Segment Start: LISTED ENTRIES
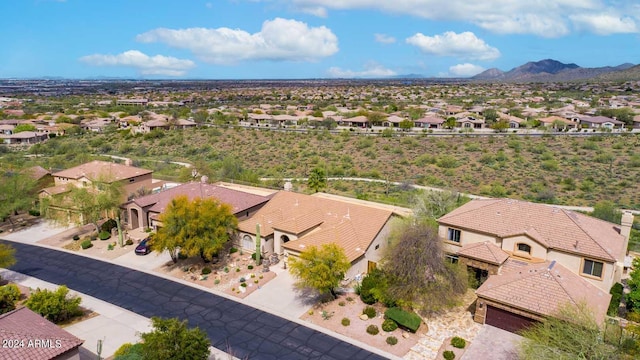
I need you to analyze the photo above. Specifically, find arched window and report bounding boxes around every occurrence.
[281,235,290,243]
[517,243,531,254]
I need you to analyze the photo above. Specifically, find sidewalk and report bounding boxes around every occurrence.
[0,269,237,360]
[2,221,398,360]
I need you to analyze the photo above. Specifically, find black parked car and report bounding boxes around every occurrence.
[135,238,152,255]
Segment End: LISTED ENTRIES
Only the lines from the one with "I need you to analyze the photo above. Specifically, find black" through the end of the listing should be output, exactly as they appear.

# EXERCISE ANSWER
I need you to analyze the photo above. Specifically, find black parked car and report bounding boxes around every occurrence.
[135,238,152,255]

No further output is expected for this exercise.